» Document segment
::::
Rather, you could walk all day and hardly see any other people. You will be camping more nights than not, and forget about a shower while you’re here. Oftentimes you will hike over passes that are upwards of 5,200 meters (17,000 feet). Dolpa is for those who are not afraid to rough it.
Along with challenges comes a unique insight into rural life in mountainous Nepal. Many Nepalese refer to Dolpa as “the real Nepal”. It appears untouched by time.
You’ll see temporary tent villages where locals live while they let their herds graze at higher elevations. The trails can be crumbling and on the edge of cliffs; potentially frightening for tourist, but no problem for locals. If you’re lucky, you might even spot the scat or paw prints of the elusive snow leopards that live in Dolpa.
The lower region of Dolpa has an affordable permit price and trekkers can visit on their own. However, the higher region is guide mandatory and requires a $500 permit, putting it even farther off the tourist track.
::::
» Data entries
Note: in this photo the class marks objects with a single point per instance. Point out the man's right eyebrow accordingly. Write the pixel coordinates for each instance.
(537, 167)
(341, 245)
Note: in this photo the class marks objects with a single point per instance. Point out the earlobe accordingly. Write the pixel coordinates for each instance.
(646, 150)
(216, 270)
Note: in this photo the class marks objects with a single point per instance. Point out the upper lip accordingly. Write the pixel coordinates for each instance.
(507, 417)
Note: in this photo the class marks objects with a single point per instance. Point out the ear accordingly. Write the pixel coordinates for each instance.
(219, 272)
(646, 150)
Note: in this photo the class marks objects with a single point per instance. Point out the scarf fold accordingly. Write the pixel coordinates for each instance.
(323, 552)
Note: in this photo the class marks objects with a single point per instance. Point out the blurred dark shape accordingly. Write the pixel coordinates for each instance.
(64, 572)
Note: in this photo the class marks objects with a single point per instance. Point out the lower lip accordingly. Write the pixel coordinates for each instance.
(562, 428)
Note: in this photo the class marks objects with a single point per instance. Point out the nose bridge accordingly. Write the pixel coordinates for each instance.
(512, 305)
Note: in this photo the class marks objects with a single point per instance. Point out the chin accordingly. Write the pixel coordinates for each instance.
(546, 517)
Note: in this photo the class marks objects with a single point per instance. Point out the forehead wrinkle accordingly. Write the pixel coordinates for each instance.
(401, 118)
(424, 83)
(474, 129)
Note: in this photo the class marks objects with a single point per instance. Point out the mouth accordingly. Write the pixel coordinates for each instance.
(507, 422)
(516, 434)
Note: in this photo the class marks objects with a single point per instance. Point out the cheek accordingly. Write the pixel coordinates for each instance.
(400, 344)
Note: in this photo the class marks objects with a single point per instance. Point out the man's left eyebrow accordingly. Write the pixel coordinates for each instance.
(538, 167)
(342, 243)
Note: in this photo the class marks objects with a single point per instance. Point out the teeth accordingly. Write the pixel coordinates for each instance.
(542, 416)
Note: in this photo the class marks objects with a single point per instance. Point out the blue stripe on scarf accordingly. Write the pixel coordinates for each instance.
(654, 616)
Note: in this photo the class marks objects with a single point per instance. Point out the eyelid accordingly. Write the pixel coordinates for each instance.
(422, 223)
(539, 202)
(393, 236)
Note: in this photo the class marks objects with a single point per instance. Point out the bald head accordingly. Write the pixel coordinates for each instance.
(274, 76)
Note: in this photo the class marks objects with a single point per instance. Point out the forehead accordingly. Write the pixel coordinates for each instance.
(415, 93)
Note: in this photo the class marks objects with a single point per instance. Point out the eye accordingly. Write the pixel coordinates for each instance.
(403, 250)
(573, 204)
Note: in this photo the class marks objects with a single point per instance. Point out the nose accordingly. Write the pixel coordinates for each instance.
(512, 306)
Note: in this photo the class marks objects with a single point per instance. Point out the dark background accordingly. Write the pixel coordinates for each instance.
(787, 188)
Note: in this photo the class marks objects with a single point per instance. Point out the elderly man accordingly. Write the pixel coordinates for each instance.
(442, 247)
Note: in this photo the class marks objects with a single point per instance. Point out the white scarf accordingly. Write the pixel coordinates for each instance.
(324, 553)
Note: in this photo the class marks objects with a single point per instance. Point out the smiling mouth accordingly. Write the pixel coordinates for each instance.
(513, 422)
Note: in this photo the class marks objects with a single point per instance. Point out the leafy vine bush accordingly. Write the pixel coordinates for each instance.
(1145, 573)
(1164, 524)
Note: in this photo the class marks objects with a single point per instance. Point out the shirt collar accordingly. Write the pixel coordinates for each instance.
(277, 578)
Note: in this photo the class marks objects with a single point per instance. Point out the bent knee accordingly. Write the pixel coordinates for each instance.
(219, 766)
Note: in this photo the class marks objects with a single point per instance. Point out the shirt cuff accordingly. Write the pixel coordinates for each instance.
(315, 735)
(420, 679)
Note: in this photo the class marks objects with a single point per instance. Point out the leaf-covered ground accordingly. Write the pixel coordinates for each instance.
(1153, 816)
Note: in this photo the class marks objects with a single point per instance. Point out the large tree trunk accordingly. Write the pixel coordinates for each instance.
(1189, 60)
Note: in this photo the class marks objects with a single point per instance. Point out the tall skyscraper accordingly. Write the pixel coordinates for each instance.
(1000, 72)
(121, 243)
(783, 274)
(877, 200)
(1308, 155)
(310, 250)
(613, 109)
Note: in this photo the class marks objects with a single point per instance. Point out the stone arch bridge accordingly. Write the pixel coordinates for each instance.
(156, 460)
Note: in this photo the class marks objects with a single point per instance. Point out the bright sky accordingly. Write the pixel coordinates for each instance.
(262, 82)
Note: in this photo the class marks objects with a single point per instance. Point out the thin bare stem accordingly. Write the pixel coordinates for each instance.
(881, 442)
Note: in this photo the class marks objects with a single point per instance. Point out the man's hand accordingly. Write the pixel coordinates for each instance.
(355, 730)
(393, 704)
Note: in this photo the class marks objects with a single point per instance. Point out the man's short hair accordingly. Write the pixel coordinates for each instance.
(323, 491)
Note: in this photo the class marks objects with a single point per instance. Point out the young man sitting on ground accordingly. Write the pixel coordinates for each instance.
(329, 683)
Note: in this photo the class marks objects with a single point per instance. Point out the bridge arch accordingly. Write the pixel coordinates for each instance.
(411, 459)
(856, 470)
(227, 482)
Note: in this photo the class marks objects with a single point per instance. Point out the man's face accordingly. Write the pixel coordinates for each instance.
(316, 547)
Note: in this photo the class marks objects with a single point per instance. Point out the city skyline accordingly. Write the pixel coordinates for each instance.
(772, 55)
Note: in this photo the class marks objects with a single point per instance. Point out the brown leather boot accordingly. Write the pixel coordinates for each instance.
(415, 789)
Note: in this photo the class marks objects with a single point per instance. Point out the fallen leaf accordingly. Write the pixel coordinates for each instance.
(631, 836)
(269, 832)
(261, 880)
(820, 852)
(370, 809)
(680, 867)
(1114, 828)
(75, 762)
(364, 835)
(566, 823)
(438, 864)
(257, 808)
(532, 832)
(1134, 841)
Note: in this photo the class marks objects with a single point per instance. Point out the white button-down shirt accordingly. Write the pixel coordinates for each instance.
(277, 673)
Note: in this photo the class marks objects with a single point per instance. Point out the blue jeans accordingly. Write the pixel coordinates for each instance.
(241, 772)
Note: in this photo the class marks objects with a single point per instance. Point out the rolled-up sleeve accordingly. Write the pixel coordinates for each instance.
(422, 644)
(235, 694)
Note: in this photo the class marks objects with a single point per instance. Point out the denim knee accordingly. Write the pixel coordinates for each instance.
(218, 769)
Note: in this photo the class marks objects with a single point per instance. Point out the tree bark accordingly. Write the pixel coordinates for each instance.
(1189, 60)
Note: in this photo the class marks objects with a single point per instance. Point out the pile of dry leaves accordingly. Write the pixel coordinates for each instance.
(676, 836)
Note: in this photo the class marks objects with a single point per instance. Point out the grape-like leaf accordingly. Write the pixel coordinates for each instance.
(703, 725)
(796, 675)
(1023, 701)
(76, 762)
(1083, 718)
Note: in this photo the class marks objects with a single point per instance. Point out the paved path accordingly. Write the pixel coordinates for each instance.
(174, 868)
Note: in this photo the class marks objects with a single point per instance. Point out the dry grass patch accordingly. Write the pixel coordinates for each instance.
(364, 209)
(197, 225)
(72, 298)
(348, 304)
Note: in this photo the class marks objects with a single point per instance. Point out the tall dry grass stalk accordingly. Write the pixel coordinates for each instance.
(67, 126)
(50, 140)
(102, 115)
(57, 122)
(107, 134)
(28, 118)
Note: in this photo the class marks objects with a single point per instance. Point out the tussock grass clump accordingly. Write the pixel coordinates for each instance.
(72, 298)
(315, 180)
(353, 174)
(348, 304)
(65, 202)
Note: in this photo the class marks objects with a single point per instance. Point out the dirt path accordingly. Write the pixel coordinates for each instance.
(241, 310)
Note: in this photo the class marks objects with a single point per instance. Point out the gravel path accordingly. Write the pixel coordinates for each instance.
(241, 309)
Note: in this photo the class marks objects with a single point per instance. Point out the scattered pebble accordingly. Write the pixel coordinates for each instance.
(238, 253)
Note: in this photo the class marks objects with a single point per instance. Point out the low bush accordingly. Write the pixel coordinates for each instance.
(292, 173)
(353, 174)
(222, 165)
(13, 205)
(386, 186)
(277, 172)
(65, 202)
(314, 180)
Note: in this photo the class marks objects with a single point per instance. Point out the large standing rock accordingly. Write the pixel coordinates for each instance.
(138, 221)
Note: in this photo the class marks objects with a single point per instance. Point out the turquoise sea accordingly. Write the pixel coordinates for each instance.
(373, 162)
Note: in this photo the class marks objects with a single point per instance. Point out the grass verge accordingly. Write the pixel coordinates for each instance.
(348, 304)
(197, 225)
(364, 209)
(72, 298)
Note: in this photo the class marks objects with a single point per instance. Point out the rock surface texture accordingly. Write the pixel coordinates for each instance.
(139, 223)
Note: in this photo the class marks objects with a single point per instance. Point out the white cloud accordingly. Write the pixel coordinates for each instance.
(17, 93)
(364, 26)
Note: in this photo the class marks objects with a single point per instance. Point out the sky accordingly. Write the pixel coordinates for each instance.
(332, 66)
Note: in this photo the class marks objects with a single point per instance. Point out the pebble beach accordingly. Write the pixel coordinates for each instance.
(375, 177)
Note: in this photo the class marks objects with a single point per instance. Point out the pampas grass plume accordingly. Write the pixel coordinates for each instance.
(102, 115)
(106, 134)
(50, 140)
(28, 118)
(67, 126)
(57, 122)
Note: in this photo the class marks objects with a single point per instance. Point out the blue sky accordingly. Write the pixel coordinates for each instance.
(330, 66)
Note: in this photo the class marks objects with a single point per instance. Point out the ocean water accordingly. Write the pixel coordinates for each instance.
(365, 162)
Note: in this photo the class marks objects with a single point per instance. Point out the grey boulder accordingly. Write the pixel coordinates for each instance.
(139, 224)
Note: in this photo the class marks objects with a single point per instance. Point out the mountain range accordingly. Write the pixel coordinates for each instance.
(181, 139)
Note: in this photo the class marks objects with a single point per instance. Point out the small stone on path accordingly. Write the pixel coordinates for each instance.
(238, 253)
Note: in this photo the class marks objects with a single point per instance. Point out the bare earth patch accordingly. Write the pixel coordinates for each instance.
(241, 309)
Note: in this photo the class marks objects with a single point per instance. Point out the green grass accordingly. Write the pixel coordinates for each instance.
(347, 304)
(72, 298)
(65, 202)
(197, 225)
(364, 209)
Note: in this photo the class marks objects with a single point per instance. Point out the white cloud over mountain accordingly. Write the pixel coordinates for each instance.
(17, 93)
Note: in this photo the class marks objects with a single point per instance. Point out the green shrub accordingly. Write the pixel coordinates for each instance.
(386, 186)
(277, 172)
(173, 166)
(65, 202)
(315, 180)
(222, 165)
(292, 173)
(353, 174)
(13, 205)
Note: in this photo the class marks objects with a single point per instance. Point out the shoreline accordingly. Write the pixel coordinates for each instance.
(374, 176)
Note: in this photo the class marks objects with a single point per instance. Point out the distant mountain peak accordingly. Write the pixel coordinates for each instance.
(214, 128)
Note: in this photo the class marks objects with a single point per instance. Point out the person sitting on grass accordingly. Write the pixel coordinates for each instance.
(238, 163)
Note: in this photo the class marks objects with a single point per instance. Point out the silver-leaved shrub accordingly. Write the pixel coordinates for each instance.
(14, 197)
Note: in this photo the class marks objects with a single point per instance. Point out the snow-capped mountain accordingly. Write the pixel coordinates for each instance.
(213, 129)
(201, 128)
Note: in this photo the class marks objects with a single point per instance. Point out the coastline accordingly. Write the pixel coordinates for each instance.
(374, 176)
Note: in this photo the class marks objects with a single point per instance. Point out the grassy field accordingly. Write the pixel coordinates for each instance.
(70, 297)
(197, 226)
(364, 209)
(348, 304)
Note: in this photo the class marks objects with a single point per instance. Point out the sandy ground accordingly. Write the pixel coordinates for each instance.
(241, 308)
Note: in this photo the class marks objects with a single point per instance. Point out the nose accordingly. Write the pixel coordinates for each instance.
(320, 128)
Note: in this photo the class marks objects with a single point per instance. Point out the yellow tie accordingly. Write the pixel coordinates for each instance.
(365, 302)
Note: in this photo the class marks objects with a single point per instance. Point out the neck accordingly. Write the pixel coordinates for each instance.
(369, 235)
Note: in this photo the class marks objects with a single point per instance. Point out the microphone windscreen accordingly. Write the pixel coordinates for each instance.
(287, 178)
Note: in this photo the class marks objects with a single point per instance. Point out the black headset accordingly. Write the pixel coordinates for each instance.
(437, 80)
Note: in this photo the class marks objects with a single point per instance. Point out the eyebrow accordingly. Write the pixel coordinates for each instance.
::::
» Work to be completed
Extend the passage about trekking in Dolpa, picking up after its last sentence. The data is not needed for the task.

» Output below
If you’re looking for a trek that delivers incredible, remote scenery and is a true outdoor adventure, then Dolpa is the place for you.
Megan | Appalachian Trail Girl
Hiking in Nepal is much more than the tour of the Anapurnas or a hike to the Everest base camp, there are other places as interesting as these ones. One of the best areas for hiking in Nepal is the Mustang region, located in Northern Nepal close the border with Tibet.
Mustang was formerly known as the Kingdom of Lo until Nepal became a republic in 2008. This is a remote and isolated region of the Nepalese Himalayas and one of the most preserved regions in the world. The surrounding Himalayan Mountains always acted as a natural barrier to preserve Mustang’s culture and traditions.
Indeed, despite being part of the Republic of Nepal, life in Mustang has not changed much and the majority of the population follow the Tibetan Buddhist and still speak traditional Tibetan languages.
Multi-day hiking tours (usually from 10 to 15 days) and the permits to enter Mustang can be arranged through some local agencies in Kathmandu. Because the way to Mustang is very tough, it is very common to reach the region by a small plane. Accommodation and food are basic, always in homestays.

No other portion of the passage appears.